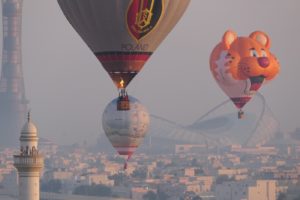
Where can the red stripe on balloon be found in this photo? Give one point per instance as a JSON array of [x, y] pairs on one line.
[[122, 57]]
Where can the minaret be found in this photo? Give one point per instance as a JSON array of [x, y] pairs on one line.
[[13, 103], [29, 163]]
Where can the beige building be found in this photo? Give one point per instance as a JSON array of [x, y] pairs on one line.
[[29, 163], [264, 190], [247, 190]]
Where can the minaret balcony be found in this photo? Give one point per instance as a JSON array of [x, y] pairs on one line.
[[27, 161]]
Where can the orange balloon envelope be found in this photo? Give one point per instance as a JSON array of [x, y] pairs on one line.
[[240, 65], [123, 33]]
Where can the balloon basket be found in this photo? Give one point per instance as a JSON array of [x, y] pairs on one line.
[[123, 103], [241, 114]]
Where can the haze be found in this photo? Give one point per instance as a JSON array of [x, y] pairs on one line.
[[68, 89]]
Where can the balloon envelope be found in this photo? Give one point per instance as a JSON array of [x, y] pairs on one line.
[[123, 33], [240, 65], [125, 129]]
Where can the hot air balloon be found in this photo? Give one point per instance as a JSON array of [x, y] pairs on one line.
[[125, 129], [241, 65], [123, 34]]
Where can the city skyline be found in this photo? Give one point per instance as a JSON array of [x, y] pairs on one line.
[[68, 88]]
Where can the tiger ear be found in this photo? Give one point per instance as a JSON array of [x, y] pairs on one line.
[[228, 38], [262, 38]]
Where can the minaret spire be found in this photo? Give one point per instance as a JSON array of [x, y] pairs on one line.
[[29, 162], [13, 100]]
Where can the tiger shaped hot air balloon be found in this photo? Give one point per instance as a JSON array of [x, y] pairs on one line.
[[241, 65]]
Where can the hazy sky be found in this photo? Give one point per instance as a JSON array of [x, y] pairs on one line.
[[68, 88]]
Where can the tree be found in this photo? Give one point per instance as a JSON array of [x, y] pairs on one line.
[[150, 196]]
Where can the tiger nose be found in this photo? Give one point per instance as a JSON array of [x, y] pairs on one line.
[[264, 62]]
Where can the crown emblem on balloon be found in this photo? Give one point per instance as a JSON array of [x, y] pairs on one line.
[[143, 16]]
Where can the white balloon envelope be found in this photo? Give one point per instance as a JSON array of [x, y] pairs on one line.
[[125, 129]]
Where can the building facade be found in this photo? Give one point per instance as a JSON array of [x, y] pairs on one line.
[[29, 163], [13, 101]]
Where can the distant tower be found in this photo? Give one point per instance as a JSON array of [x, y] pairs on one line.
[[13, 103], [29, 163]]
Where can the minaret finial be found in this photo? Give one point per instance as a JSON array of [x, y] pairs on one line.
[[28, 116]]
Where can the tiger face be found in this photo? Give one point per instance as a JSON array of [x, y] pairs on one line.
[[241, 64]]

## Task description
Print all of the records above word for word, leaving out the pictures.

## Full output
Where can the red stripe on balloon be found in this photo? Give one point per instance as a JSON array of [x, y] pairs on one line.
[[122, 57]]
Where can the minaret be found in this photo? Give one point per instance as a JSON array of [x, y] pairs on one line.
[[13, 103], [29, 163]]
Where can the beige building be found in this photo? Give one point per instance as a JSON array of [x, y] pairs on one line.
[[29, 163], [264, 190], [247, 190]]
Where can the minaret balcony be found in this photo? Give one point per instance as a JSON array of [x, y] pairs on one line.
[[27, 161]]
Where can the orange balloon envelope be found in this photo? Give one point per instance as a JSON array of [x, y] pairs on one line.
[[240, 65], [123, 33]]
Where can the balloon basket be found in this photo? Give one point per instance as a JSON array of [x, y] pairs on one line.
[[123, 103], [241, 114]]
Where can the haze be found in this photo? Give one point per instance as a JSON array of [x, y] pairs on one line.
[[68, 89]]
Where can the balloon envelope be found in this photo? Give one point per instance as a JSON array of [x, y] pairs on one line.
[[123, 33], [240, 65], [125, 129]]
Where can the hot air balloon be found in this photo? Give one point per instance as a JSON array of [x, y] pairs on one line.
[[125, 129], [241, 65], [123, 34]]
Where can the city skyline be found in this photo? Give one point per instance as a JSON array of [x, y] pairs on one line.
[[68, 88]]
Where can the tiger ear be found in this photo? Give one point per instance as a JSON array of [x, y] pairs on one line.
[[228, 38], [262, 38]]
Where can the minaret spire be found in this photo? Give one point per instance as a JSON array of [x, y] pairs on one line.
[[29, 162], [13, 100]]
Where can the tiger shaped hot air balloon be found in this photo? Give one point per instance as a JSON array of [x, y] pairs on one line.
[[241, 65]]
Where can the hazy sky be found in this photo? Give one point per instance as a JSON array of [x, y] pairs on one line.
[[68, 88]]
Where can the tree be found in this photo? Give one point per instance as a JSON array of [x, y] pairs on one line.
[[150, 196]]
Where can the tiger nose be found in this photo? Give one point per instance as a JSON array of [x, y] pairs on one line.
[[264, 62]]
Where can the crown emblem on balloon be found in this photo? Give one point per instance as a JSON array of [x, y] pairs on one line.
[[143, 16]]
Where can the white balloon envelope be found in this photo? Give one point per instance as a JSON array of [x, y] pairs on one line.
[[125, 129]]
Where can the building facade be found in this photo? Give one point per instance as a JSON array of [x, y] pairs on one line.
[[29, 163], [13, 101]]
Where can the distant tower be found in this photo? Give one point per instance as a JSON array of [x, y] pairs on one line.
[[13, 103], [29, 163]]
Where can the minaret finial be found in this photo? Give one point per instance as a JSON array of [x, y] pairs on one line.
[[28, 116]]
Where can the tiger face be found in this photo? Give one point per instance as a JSON array of [x, y] pairs on one line.
[[241, 64]]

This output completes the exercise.